▶ **ЗАДАНИЕ A**:
Как называется песня, которую Вертинский написал в 1945 году, согласно отрывку ниже?

▶ **ОТРЫВОК**:
-------

Он говорил это при Ахматовой, у которой и до этого, и после этого сидел сын, а сама она немалое время отстояла в тюремных очередях, при Ахматовой, которая написала «Не с теми я, кто бросил землю…»! Мария Белкина, которая присутствовала при этой встрече, в книге «Скрещение судеб» пишет:
Борис Леонидович, чуя скандал, растворился в темном коридоре. <…> Но всех предупредила Анна Андреевна. Она поднялась с дивана и, поправив шаль на плечах, сказала, что здесь, в этой комнате, присутствуют те, кто перенес блокаду Ленинграда и не покинул город, и в их присутствии говорить то, что сказал Вертинский, по меньшей мере бестактно…
Вертинский стушевался, как-то вышел из неловкой ситуации, но ему пришлось уехать.
Вертинский совершил и еще одну тактическую ошибку – в 1945 году, когда написал песню под названием «Он»:
Чуть седой, как серебряный тополь,
Он стоит, принимая парад.
Сколько стоил ему Севастополь!
Сколько стоил ему Сталинград!
Эту песню Александр Николаевич осмелился не только написать, но и поднести на верховное утверждение. Известно, что репертуар Вертинского утверждался Министерством культуры и из ста с лишним его песен он имел право исполнять только тридцать
[62]. Сталин отреагировал на эту песню весьма своеобразно: «Это написал честный человек, но публично лучше этого не исполнять». Сталин, видимо, уловил фальшь в песенном тексте. А ведь Вертинский был абсолютно искренен, когда это сочинял, – но был ли он искренен и в 1956 году, когда писал жене:
Ты посмотри эту историю со Сталиным. Все фальшиво, подло, неверно. На съезде Хрущев сказал: «Почтим вставанием память 17 миллионов человек, замученных в лагерях». Ничего себе?! Кто, когда и зачем заплатит за «ошибки» всей этой сволочи?! И доколе будут измываться над нашей Родиной? Доколе?
Конечно, Вертинский все прекрасно понимал, но после возвращения в Россию Сталин был для него символом родины, которую он отождествлял со Сталиным. И это заставляет задуматься над одной непобедимой русской чертой: у нас так любят отечество, это слово так сакрально, что отечеству готовы простить абсолютно все. Невозможно нерусскому человеку объяснить ту русскую шараду, тот русский образ жизни, то сочетание любви и ненависти, которое живет в душе всякого русского и которое нам приходится принимать. А Вертинскому, четверть века нашей жизни упустившему, как всякому артисту, ощущение себя особенно белоснежным по контрасту с отечеством, может быть, было очень нужно. Вертинский за этой сложной совокупностью эмоций и вернулся. Он полагал, что, если страна выжила, в этом есть и капля заслуги Сталина или, точнее, сталинского культа. Во всяком случае, так он думал в 1945 году и, воспевая Сталина, был абсолютно искренен.
Почему Вертинской эволюционировал от песни «Ваши пальцы пахнут ладаном…» к песне «Чуть седой, как серебряный тополь…»? Почему так органично возвращение Вертинского и вписанность его в советскую среду? Потому что и это абсолютно логичный для него путь.

-------

▶ **ПРЕДОСТАВЛЕННЫЙ СПИСОК**:
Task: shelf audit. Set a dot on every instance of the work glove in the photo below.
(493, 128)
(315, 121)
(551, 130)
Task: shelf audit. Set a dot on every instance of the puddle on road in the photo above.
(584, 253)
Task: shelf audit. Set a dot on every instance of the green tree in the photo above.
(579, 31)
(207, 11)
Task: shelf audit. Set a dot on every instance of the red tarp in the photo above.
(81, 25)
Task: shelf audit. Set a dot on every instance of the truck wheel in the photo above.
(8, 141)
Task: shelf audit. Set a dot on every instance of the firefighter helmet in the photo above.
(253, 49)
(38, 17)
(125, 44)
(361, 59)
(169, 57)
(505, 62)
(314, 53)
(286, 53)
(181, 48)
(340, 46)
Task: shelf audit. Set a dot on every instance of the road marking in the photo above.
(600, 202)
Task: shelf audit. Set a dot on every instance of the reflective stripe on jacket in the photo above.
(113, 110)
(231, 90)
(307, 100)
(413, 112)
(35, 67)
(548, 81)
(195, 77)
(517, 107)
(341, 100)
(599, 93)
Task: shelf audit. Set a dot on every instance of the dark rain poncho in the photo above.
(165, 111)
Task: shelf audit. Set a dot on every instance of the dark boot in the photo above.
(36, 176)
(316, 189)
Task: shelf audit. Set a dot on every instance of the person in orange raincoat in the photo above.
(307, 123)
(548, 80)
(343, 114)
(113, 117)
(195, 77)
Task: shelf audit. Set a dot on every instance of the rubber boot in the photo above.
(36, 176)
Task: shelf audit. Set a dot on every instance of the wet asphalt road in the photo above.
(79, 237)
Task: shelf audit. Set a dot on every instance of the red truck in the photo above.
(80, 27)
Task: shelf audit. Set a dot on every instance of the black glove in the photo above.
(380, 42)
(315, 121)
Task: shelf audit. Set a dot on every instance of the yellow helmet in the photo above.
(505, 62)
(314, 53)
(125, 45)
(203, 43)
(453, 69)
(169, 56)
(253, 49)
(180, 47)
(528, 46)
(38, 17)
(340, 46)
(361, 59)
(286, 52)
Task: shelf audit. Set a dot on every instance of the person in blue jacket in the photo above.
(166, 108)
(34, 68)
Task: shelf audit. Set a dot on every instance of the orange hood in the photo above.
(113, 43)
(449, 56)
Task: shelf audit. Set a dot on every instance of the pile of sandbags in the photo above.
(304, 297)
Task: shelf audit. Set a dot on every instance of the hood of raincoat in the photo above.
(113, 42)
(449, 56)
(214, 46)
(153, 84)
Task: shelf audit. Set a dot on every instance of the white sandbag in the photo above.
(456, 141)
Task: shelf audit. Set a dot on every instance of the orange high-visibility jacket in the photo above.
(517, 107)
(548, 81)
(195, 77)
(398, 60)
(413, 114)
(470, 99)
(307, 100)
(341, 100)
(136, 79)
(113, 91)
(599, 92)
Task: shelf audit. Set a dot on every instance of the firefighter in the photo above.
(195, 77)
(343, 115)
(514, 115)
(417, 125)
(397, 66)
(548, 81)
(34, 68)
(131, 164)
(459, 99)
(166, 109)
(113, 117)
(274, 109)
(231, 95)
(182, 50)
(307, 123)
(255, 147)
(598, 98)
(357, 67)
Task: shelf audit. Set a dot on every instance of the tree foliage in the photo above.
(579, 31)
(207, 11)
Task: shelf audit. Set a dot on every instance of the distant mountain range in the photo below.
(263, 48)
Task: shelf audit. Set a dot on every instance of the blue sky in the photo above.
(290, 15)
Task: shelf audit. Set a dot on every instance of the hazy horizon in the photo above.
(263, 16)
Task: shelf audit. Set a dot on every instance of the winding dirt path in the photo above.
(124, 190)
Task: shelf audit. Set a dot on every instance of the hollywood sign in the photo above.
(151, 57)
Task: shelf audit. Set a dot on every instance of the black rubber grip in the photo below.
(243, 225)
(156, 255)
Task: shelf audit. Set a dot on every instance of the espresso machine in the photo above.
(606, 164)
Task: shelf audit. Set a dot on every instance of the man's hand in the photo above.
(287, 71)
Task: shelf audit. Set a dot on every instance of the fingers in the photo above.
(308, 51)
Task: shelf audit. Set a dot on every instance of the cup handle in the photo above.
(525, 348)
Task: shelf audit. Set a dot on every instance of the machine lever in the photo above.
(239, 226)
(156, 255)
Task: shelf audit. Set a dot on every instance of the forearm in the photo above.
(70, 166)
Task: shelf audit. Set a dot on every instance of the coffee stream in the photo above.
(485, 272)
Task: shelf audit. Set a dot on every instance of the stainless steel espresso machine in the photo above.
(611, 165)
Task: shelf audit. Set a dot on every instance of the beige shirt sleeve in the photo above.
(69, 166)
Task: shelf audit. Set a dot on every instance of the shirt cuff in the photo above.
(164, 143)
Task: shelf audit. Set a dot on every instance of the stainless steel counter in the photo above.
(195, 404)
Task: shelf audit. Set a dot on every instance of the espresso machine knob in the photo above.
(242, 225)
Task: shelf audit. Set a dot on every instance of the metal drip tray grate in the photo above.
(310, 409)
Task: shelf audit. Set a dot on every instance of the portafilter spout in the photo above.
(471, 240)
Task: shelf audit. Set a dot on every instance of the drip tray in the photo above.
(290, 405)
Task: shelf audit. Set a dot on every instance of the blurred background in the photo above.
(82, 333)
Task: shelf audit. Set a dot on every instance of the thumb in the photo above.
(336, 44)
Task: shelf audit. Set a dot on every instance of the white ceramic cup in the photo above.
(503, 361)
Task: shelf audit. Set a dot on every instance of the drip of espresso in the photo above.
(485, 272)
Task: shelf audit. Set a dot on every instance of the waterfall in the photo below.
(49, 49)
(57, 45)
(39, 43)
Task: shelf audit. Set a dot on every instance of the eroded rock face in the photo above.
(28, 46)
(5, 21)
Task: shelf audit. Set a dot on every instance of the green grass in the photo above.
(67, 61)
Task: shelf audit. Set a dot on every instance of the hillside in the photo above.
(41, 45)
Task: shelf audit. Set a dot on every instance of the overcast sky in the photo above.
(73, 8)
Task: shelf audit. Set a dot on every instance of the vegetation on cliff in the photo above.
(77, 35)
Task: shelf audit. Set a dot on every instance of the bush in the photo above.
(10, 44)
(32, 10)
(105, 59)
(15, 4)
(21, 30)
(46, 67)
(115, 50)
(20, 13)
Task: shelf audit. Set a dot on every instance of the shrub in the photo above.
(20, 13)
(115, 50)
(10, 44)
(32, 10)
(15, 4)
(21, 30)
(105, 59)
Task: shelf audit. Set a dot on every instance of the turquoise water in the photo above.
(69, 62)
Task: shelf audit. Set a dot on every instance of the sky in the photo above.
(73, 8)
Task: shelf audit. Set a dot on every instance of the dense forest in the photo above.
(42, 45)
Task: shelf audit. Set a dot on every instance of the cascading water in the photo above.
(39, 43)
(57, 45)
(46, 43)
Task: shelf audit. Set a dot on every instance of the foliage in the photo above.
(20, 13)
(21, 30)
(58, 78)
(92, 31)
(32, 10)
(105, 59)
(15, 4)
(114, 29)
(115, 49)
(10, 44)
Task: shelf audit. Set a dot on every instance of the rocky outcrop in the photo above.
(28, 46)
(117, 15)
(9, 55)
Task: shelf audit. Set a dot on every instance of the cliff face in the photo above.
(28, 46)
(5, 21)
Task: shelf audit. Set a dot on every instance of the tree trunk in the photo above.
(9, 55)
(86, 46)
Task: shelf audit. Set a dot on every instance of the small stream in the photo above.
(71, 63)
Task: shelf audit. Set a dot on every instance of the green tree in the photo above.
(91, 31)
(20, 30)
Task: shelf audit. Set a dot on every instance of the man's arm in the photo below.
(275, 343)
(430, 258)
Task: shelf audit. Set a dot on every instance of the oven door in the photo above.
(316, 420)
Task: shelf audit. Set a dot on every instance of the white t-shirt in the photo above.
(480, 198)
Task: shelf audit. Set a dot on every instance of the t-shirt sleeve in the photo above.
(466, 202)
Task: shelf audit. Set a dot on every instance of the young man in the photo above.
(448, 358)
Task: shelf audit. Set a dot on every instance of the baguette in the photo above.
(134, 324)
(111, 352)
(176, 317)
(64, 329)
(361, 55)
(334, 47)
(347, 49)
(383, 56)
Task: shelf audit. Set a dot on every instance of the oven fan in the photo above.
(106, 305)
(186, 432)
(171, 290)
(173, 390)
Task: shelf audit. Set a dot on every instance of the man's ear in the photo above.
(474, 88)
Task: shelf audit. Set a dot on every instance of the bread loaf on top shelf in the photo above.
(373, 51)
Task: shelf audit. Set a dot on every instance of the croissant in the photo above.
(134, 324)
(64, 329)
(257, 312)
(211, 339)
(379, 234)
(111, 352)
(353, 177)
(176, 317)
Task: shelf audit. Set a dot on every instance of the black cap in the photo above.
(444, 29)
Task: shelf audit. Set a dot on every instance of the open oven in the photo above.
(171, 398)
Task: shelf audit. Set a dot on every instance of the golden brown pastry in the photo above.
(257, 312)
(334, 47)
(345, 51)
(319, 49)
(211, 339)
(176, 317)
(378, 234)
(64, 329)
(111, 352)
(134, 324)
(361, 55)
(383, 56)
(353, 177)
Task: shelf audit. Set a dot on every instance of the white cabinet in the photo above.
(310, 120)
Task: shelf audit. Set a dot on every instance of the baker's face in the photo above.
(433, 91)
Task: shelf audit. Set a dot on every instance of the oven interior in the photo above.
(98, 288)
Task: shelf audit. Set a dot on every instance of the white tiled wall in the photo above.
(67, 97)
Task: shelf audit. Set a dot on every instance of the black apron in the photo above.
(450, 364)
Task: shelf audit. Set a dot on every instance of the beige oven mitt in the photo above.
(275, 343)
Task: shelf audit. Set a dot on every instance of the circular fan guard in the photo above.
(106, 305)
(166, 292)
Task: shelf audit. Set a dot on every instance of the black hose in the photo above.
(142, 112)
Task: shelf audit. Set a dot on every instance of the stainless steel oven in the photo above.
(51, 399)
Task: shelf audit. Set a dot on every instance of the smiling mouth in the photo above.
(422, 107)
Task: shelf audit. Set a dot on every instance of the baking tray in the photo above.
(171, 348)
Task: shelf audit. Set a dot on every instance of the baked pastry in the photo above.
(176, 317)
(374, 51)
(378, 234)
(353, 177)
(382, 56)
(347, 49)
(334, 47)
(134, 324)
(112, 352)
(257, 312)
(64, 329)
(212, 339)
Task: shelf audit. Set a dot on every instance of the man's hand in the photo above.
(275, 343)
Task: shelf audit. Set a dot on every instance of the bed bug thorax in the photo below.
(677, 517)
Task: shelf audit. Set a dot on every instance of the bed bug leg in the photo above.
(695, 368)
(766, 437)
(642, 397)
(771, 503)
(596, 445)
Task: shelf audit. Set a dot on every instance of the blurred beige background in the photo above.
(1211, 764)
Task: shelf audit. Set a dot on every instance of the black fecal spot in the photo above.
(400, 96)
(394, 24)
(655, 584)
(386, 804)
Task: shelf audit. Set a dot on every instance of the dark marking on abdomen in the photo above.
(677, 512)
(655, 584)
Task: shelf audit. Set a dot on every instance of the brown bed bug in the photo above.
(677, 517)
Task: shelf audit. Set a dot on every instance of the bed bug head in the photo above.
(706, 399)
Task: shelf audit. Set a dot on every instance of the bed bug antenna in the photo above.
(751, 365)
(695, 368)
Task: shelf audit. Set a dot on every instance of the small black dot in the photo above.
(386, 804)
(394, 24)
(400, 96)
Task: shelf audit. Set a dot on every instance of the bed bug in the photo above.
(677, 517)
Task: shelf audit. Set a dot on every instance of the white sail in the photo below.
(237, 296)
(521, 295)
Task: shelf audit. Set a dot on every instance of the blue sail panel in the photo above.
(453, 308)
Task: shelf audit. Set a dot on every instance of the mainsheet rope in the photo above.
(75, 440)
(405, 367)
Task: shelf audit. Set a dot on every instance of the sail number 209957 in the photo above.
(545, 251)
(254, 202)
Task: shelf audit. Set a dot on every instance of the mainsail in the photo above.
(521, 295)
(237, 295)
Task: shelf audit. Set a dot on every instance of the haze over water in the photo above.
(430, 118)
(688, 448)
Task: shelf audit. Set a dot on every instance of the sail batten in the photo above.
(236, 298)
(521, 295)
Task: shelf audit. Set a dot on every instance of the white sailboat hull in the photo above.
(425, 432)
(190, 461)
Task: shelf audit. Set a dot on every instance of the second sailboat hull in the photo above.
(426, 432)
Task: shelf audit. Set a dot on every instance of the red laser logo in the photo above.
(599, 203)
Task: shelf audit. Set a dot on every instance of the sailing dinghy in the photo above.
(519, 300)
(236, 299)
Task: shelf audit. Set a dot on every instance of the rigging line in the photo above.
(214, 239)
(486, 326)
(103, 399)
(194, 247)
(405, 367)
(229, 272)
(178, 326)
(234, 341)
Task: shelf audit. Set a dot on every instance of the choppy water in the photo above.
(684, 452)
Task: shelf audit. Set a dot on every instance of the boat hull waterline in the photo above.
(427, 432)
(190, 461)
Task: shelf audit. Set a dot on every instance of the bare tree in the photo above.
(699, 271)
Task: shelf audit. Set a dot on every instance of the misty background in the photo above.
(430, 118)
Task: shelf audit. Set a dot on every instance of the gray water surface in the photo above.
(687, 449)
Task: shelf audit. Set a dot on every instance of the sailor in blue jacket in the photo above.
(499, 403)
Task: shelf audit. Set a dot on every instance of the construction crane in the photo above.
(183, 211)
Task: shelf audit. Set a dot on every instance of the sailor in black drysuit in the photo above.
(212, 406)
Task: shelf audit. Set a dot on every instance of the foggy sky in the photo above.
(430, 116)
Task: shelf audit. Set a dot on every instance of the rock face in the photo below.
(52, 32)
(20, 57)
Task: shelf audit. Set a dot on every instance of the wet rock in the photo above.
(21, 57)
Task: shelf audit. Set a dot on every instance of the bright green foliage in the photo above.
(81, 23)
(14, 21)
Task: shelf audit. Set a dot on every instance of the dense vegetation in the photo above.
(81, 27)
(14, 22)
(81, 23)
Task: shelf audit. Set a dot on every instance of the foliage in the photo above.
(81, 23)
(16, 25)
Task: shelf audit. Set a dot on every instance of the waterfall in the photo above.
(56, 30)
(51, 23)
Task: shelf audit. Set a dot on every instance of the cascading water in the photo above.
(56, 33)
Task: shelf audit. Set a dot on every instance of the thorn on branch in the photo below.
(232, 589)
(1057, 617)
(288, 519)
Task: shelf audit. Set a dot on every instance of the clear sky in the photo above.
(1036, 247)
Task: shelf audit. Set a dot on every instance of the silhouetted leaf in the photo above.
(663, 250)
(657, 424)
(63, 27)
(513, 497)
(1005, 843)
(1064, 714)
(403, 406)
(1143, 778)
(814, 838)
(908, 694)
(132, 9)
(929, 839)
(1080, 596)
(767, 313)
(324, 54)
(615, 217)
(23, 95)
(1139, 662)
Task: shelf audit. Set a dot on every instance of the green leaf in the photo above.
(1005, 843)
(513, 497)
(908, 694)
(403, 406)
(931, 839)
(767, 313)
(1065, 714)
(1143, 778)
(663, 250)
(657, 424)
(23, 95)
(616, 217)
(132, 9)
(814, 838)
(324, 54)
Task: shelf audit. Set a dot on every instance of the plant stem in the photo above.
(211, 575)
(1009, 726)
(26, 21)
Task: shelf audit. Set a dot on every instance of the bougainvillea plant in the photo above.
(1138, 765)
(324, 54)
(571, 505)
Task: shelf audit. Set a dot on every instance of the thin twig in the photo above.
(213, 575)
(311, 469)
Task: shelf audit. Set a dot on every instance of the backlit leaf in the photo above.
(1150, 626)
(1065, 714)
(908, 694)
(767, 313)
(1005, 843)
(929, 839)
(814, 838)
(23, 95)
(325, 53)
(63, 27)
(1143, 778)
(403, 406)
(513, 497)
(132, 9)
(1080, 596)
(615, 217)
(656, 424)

-------

▶ **ЗАДАНИЕ B**:
Посчитайте строки списка, в которых есть слово «oven», и укажите только их число.

▶ **РЕШЕНИЕ A**:
Песня называется «Он».

▶ **РЕШЕНИЕ B**:
6